## What you should do
Please copy each line of the data that includes the string "below".

────────────────

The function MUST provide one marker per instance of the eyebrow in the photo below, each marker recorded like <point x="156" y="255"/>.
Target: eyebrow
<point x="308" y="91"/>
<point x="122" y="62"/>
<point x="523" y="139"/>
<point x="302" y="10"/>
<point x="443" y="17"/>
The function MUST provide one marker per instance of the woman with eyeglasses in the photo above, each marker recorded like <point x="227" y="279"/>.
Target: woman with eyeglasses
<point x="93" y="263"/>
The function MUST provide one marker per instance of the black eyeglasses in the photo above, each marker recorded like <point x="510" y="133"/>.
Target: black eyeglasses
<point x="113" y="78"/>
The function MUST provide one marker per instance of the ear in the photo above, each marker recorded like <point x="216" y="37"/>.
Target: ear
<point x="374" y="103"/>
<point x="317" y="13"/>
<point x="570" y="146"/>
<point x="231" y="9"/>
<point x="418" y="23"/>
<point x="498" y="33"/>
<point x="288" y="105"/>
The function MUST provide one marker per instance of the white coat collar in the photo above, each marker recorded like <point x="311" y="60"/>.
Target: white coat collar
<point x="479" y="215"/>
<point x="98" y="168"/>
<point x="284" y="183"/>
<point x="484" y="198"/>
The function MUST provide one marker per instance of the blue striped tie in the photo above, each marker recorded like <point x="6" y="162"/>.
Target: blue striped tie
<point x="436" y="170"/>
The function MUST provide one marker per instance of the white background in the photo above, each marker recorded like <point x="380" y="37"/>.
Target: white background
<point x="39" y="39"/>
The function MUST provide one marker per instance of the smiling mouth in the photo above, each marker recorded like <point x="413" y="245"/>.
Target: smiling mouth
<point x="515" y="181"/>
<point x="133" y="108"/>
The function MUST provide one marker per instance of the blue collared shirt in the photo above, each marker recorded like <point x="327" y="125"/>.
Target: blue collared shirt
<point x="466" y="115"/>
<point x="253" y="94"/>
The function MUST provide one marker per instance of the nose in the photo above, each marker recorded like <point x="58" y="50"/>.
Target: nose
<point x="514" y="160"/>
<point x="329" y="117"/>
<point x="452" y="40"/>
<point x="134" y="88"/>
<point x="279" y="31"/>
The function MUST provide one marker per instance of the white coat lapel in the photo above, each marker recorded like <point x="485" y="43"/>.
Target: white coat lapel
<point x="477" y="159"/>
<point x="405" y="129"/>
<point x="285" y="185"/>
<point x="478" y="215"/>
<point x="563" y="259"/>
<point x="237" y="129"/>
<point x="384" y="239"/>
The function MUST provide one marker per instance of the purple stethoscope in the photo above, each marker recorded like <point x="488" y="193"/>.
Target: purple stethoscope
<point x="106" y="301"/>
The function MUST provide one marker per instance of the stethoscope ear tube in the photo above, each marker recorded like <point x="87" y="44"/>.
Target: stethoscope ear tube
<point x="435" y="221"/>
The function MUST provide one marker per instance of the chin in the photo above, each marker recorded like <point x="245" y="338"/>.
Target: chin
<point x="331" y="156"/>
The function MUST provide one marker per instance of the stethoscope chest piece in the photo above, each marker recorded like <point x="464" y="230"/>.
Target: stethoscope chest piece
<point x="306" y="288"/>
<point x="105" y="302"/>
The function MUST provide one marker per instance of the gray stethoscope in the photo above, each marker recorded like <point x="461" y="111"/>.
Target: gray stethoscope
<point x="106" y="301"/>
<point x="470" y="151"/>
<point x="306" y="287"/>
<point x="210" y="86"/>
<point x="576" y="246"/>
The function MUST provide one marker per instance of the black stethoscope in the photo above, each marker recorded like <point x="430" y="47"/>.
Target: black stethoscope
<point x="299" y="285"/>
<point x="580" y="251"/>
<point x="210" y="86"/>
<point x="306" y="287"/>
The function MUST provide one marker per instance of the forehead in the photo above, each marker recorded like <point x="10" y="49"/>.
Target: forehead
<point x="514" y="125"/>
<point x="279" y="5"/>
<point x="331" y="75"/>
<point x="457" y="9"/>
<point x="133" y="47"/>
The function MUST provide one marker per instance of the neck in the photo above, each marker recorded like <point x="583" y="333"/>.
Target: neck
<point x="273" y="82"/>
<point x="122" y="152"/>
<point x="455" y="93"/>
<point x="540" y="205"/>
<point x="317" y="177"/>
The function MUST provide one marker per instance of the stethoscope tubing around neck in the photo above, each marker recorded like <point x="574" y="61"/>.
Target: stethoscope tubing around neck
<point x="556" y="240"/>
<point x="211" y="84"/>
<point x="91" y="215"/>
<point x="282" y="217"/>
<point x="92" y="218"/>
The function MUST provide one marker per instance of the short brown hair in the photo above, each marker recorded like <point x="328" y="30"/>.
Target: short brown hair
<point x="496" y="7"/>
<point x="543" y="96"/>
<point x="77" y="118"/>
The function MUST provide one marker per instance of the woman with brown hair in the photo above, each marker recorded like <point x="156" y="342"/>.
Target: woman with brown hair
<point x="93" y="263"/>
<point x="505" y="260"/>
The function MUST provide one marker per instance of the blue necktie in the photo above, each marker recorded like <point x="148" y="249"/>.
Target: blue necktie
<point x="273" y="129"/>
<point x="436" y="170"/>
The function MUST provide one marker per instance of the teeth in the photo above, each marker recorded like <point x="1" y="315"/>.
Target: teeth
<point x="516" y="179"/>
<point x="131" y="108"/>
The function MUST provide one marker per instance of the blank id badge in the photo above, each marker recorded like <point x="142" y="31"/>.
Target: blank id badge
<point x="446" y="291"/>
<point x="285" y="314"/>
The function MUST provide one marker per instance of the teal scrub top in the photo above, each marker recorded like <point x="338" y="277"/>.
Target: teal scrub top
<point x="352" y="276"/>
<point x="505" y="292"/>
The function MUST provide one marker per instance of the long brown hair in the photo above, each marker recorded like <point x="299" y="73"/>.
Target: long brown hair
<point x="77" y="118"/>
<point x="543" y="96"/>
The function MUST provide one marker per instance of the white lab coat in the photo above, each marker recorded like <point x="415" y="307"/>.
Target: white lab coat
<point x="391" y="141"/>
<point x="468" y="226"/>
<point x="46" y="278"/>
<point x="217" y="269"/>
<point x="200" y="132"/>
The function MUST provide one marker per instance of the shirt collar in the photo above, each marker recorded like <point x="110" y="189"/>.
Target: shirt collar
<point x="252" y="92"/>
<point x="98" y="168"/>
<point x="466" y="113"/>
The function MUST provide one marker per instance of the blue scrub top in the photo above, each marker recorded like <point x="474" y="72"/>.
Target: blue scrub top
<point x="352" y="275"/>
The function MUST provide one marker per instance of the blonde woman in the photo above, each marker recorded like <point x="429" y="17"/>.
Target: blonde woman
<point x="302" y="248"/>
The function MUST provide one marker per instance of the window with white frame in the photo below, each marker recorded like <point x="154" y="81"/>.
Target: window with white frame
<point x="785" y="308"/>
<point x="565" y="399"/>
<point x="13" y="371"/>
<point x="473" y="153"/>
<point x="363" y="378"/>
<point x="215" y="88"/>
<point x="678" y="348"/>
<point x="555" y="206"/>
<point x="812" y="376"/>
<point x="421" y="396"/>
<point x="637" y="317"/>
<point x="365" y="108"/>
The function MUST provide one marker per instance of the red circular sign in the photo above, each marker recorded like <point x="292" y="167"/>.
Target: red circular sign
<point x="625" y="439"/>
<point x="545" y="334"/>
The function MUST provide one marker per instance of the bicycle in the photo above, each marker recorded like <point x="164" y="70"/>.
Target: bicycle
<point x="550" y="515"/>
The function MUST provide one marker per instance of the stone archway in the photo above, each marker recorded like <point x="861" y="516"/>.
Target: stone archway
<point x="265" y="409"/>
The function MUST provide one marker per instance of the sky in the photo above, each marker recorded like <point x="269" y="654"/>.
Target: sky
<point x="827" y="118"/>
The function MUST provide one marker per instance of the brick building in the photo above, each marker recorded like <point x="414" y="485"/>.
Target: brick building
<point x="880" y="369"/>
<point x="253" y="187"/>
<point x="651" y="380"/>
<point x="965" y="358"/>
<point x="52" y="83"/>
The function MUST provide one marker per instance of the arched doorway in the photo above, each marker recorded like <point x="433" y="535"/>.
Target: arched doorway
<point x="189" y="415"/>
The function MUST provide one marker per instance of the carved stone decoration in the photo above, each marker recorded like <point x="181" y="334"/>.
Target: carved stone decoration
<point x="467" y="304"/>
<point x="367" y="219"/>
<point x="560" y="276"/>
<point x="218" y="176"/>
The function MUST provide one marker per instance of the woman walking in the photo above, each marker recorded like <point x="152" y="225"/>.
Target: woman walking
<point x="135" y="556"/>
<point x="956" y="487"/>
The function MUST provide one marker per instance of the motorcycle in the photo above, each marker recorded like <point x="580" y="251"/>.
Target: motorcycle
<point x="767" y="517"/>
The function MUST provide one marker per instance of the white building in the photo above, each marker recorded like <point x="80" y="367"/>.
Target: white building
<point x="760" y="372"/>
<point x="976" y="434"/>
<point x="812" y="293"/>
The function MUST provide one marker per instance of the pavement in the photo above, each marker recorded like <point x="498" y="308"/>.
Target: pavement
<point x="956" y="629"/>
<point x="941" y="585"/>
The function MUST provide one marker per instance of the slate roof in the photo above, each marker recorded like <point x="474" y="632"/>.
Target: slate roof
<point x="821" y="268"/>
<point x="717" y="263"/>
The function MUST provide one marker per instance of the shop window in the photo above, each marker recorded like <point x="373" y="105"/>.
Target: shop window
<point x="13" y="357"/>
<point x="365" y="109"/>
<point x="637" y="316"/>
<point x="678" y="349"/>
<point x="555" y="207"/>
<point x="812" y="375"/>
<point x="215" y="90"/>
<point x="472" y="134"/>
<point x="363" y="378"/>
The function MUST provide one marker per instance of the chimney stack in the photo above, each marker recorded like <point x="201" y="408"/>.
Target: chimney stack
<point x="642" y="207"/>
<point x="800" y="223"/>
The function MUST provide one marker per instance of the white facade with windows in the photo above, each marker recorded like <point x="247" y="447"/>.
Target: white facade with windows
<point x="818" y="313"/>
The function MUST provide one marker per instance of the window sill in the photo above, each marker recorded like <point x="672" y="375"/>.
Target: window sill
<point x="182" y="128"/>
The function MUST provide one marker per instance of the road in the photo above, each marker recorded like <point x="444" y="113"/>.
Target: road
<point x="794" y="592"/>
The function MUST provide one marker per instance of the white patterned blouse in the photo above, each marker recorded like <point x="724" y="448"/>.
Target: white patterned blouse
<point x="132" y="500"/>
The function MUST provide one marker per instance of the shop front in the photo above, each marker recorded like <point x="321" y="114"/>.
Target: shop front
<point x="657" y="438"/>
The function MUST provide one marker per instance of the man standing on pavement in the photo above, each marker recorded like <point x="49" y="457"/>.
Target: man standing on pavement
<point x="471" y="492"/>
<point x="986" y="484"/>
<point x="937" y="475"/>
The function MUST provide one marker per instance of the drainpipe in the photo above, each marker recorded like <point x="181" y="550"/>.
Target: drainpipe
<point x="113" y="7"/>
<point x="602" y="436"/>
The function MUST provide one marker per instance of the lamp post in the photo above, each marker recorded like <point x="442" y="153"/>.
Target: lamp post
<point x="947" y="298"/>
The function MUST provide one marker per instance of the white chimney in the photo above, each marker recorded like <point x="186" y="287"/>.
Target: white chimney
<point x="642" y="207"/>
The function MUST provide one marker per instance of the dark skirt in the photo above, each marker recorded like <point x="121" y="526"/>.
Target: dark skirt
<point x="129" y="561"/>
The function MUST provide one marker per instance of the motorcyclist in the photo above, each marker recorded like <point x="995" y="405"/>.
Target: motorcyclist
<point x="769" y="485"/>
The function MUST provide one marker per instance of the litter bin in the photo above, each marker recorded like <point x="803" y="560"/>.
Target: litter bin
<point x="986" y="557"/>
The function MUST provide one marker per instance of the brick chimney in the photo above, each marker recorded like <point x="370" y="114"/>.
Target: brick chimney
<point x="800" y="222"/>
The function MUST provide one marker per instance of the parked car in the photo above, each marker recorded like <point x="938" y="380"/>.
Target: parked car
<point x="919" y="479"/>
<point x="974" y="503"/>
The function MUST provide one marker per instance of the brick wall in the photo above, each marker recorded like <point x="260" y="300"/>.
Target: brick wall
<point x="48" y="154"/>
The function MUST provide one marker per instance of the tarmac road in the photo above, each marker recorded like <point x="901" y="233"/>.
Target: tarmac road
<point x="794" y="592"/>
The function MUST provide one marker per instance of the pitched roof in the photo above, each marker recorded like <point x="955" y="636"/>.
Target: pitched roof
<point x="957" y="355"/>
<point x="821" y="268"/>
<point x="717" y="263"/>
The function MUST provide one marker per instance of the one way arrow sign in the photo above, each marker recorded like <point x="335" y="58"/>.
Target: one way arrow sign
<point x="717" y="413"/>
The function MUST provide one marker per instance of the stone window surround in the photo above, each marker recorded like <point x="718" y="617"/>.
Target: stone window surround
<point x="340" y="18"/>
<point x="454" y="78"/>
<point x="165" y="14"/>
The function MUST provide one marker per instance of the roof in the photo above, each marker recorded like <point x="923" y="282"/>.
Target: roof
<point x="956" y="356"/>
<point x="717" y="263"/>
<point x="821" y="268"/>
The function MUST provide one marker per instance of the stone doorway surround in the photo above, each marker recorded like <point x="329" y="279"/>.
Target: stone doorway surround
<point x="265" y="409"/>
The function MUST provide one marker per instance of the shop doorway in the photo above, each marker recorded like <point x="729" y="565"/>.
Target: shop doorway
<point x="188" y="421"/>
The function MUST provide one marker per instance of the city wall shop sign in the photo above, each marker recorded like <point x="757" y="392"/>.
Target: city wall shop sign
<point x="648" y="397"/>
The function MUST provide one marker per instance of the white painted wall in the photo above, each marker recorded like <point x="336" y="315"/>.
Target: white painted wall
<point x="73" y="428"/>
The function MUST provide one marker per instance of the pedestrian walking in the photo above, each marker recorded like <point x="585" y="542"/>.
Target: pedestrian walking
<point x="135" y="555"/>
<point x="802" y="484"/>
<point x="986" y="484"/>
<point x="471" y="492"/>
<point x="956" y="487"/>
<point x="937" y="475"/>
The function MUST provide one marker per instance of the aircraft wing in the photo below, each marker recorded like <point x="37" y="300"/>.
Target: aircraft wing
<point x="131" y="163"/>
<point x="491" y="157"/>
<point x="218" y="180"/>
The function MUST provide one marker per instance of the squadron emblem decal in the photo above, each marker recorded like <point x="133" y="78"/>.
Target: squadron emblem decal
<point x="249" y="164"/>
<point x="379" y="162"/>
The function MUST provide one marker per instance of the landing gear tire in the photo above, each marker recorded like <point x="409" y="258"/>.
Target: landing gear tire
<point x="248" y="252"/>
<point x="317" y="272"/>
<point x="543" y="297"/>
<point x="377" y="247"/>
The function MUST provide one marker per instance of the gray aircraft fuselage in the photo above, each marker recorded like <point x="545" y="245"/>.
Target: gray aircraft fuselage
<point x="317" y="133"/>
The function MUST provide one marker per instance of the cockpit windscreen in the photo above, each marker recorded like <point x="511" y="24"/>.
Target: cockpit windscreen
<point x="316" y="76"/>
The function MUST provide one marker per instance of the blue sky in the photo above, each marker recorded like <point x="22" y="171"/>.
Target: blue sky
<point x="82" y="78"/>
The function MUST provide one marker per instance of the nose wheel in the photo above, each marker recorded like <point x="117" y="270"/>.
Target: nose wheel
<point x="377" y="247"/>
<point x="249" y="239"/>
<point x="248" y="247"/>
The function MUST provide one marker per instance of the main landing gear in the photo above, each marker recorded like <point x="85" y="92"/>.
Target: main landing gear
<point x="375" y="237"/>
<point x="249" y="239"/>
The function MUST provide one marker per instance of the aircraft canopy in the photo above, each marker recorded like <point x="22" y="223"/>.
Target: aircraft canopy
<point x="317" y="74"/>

────────────────

## The answer
The function MUST provide one marker per instance of the eyebrow in the photo below, each marker recorded like <point x="156" y="255"/>.
The function MUST provide one marker per instance of the window with white frame in the photo below, each marker recorded like <point x="154" y="81"/>.
The function MUST provide one marker per instance of the aircraft wing in the photo below, each marker recorded like <point x="37" y="300"/>.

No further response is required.